Directions for this task: Below are some records. Print exactly the lines between the one holding "Query: reflected door frame" and the one holding "find faucet handle", inclusive, and nothing else.

________________________

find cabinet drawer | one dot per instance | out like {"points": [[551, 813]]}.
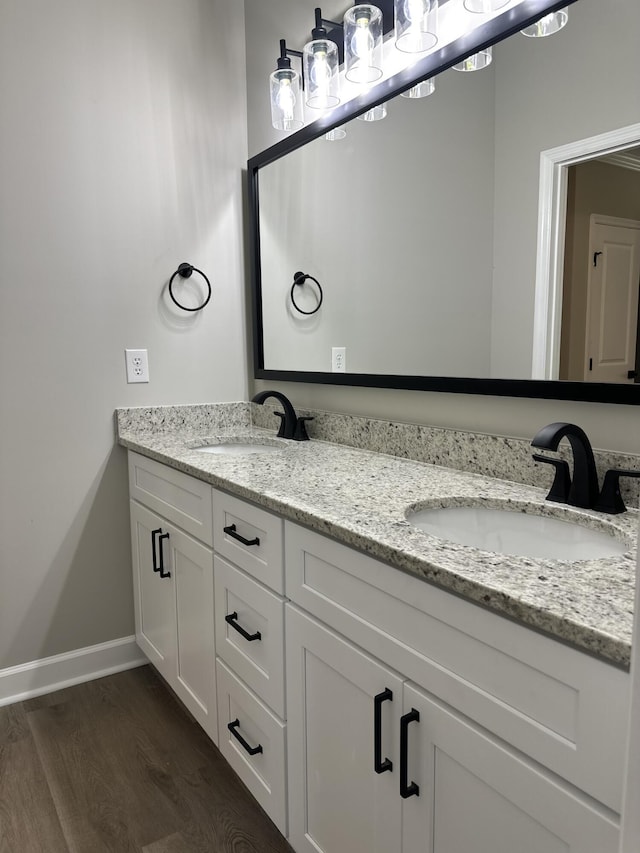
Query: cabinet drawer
{"points": [[174, 495], [258, 660], [247, 726], [250, 537], [561, 707]]}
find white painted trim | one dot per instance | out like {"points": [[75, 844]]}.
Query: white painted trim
{"points": [[552, 213], [54, 673]]}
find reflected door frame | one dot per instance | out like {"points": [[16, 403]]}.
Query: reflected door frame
{"points": [[552, 214]]}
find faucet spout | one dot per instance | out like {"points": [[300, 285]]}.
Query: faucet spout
{"points": [[583, 491], [291, 426]]}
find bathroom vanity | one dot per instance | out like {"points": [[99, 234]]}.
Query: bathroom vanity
{"points": [[375, 687]]}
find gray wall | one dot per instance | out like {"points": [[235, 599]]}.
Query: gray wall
{"points": [[611, 427], [123, 128]]}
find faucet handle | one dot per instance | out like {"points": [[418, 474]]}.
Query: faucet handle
{"points": [[281, 431], [610, 499], [301, 429], [559, 491]]}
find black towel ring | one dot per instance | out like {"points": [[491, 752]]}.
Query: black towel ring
{"points": [[300, 278], [184, 271]]}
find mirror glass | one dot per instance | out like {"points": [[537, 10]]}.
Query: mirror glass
{"points": [[423, 228]]}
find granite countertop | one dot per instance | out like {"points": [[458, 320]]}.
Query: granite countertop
{"points": [[360, 498]]}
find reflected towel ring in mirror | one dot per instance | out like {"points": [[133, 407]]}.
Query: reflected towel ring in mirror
{"points": [[300, 278], [184, 271]]}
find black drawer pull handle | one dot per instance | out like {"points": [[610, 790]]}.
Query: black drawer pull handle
{"points": [[380, 765], [163, 574], [154, 558], [232, 618], [231, 530], [252, 750], [407, 789]]}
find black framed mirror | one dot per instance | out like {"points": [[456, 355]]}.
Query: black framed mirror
{"points": [[287, 179]]}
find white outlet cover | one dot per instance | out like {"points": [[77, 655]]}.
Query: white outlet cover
{"points": [[137, 361]]}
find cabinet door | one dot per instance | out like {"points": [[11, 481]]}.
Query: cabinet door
{"points": [[173, 591], [337, 800], [475, 795], [191, 567], [154, 597]]}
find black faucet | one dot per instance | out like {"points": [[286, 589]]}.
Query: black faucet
{"points": [[583, 486], [291, 426]]}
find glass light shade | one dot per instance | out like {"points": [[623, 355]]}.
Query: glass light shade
{"points": [[336, 134], [547, 25], [416, 24], [363, 44], [476, 62], [421, 90], [375, 113], [286, 100], [484, 7], [320, 59]]}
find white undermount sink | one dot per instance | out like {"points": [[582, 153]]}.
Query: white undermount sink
{"points": [[517, 533], [241, 445]]}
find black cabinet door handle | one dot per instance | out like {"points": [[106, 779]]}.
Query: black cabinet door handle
{"points": [[163, 574], [231, 530], [232, 619], [407, 789], [380, 764], [233, 728], [154, 558]]}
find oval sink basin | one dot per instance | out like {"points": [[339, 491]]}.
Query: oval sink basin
{"points": [[516, 533], [238, 448]]}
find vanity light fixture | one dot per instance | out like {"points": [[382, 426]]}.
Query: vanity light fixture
{"points": [[375, 113], [286, 94], [476, 62], [547, 25], [421, 90], [336, 134], [363, 43], [422, 27], [320, 68], [416, 24], [484, 7]]}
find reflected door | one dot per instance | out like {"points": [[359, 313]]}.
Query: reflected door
{"points": [[612, 318]]}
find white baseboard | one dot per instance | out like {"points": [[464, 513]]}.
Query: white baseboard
{"points": [[54, 673]]}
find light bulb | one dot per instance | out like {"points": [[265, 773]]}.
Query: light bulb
{"points": [[416, 25], [547, 25], [363, 44], [286, 104], [320, 72], [362, 41], [415, 10], [320, 62], [286, 100]]}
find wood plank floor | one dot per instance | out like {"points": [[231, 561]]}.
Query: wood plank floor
{"points": [[118, 765]]}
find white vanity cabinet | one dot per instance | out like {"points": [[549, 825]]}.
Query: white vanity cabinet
{"points": [[368, 711], [479, 716], [171, 534], [249, 619]]}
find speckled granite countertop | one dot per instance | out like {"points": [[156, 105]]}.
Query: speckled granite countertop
{"points": [[361, 498]]}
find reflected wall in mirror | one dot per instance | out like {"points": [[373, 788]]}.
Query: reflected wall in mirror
{"points": [[423, 229]]}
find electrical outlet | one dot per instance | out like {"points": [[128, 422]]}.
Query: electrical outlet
{"points": [[338, 359], [137, 365]]}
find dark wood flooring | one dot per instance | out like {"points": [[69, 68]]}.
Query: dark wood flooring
{"points": [[118, 765]]}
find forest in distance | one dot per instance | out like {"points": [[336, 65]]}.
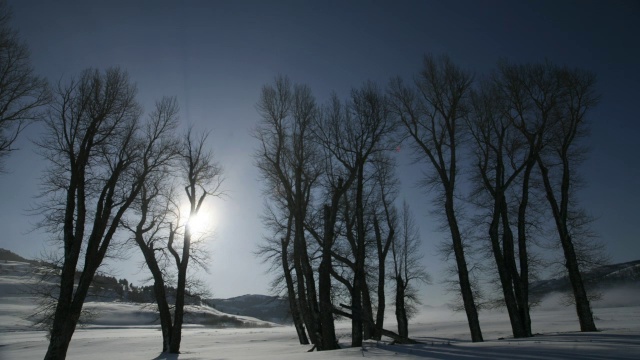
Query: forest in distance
{"points": [[500, 151]]}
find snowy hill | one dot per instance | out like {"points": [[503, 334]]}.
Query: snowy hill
{"points": [[125, 331], [625, 275], [19, 280], [268, 308]]}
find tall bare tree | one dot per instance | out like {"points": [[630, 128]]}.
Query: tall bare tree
{"points": [[94, 153], [501, 157], [558, 164], [22, 92], [433, 113], [288, 160], [407, 270], [201, 177], [351, 136], [152, 207]]}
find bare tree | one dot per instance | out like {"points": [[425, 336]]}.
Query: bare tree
{"points": [[152, 207], [501, 157], [288, 160], [351, 135], [202, 178], [93, 150], [22, 92], [432, 114], [407, 270], [558, 162]]}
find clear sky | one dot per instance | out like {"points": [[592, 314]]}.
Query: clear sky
{"points": [[216, 55]]}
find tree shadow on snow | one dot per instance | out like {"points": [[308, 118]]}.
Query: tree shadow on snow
{"points": [[573, 346]]}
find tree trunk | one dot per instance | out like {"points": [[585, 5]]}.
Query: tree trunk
{"points": [[178, 318], [463, 272], [368, 325], [329, 341], [401, 311], [560, 213], [159, 292], [291, 295]]}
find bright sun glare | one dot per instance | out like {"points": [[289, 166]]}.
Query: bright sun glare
{"points": [[203, 223]]}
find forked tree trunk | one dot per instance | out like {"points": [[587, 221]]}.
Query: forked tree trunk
{"points": [[401, 311], [560, 213], [463, 273]]}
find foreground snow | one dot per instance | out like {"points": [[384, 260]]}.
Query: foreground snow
{"points": [[124, 331], [443, 339]]}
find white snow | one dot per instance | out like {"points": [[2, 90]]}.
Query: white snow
{"points": [[124, 331]]}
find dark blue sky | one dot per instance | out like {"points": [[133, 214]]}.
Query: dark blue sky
{"points": [[216, 55]]}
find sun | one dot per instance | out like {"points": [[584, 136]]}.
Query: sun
{"points": [[202, 223]]}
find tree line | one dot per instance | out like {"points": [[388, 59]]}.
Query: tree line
{"points": [[112, 173], [505, 147]]}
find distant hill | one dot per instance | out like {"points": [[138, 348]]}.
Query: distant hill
{"points": [[264, 307], [622, 274]]}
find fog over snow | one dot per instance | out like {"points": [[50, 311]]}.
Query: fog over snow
{"points": [[126, 331]]}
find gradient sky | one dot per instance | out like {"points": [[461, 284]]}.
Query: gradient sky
{"points": [[216, 55]]}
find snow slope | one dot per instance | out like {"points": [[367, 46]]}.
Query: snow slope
{"points": [[124, 332]]}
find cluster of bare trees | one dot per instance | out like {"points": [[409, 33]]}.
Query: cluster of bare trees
{"points": [[506, 148], [111, 171], [331, 193], [112, 174]]}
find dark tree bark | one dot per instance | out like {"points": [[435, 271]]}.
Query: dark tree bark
{"points": [[149, 229], [401, 311], [432, 117], [93, 149], [500, 160], [288, 162]]}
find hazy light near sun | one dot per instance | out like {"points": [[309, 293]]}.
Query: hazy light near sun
{"points": [[202, 223]]}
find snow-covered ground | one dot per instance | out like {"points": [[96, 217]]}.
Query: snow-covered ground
{"points": [[124, 331]]}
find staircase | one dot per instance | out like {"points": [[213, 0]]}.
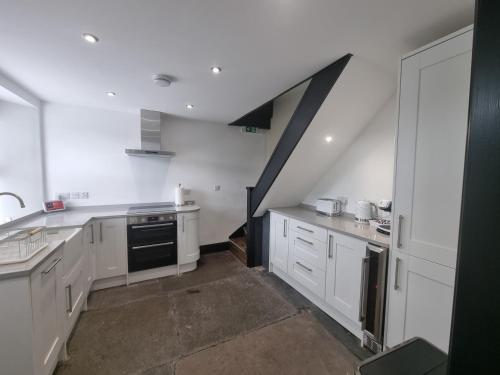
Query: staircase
{"points": [[238, 244], [246, 242]]}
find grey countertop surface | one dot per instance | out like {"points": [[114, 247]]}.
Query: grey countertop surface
{"points": [[71, 218], [343, 224]]}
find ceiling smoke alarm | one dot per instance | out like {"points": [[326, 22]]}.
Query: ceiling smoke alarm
{"points": [[162, 80]]}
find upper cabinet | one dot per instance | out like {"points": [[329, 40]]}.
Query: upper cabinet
{"points": [[433, 112]]}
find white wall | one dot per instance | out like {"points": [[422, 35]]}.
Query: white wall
{"points": [[365, 169], [283, 109], [360, 92], [85, 153], [20, 160]]}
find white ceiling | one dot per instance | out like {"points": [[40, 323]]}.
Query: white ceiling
{"points": [[263, 46]]}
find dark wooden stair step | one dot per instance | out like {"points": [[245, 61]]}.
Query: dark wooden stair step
{"points": [[239, 248]]}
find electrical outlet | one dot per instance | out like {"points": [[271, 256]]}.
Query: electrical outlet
{"points": [[343, 202], [62, 196]]}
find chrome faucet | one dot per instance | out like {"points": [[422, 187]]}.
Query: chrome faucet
{"points": [[21, 202]]}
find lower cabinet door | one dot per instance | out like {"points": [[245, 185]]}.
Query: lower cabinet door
{"points": [[307, 274], [188, 243], [110, 247], [278, 241], [75, 283], [343, 276], [420, 301], [47, 301]]}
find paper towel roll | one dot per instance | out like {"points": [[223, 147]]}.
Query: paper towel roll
{"points": [[179, 195]]}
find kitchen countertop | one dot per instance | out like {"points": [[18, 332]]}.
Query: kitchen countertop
{"points": [[13, 270], [344, 224], [70, 218], [78, 217]]}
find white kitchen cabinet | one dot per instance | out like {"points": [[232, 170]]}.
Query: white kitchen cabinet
{"points": [[343, 274], [430, 152], [278, 241], [75, 289], [432, 130], [420, 300], [89, 264], [188, 242], [47, 299], [110, 247]]}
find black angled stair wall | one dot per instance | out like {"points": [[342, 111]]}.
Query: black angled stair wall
{"points": [[318, 89]]}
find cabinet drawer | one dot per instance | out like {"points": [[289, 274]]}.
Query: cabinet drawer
{"points": [[310, 249], [308, 230], [307, 275]]}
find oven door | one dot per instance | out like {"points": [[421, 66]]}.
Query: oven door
{"points": [[143, 234], [142, 257]]}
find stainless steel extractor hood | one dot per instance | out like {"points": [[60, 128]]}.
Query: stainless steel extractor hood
{"points": [[150, 136]]}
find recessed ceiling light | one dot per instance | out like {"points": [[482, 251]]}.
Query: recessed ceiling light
{"points": [[162, 80], [90, 38], [216, 69]]}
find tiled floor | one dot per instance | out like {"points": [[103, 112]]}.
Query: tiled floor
{"points": [[220, 319]]}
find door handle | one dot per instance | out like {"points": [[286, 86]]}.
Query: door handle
{"points": [[307, 230], [305, 241], [54, 263], [70, 299], [154, 245], [304, 267], [400, 222], [362, 297], [396, 274]]}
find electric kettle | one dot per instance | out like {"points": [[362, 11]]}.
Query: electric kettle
{"points": [[363, 211]]}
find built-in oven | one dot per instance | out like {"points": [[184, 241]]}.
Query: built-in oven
{"points": [[374, 278], [152, 241]]}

________________________

Solution to this task:
Query: reflected door frame
{"points": [[552, 214]]}
find faucet spout | one dot per instance | out like {"points": [[300, 285]]}.
Query: faucet spout
{"points": [[583, 491], [291, 426]]}
find bathroom vanity | one dot per instance | out like {"points": [[99, 234]]}.
Query: bathroom vanity
{"points": [[375, 687]]}
find gray wall | one dot per instance | out like {"points": [[235, 599]]}.
Query: gray wall
{"points": [[611, 427], [123, 128]]}
find faucet handle | one dot per instance | out like {"points": [[418, 474]]}.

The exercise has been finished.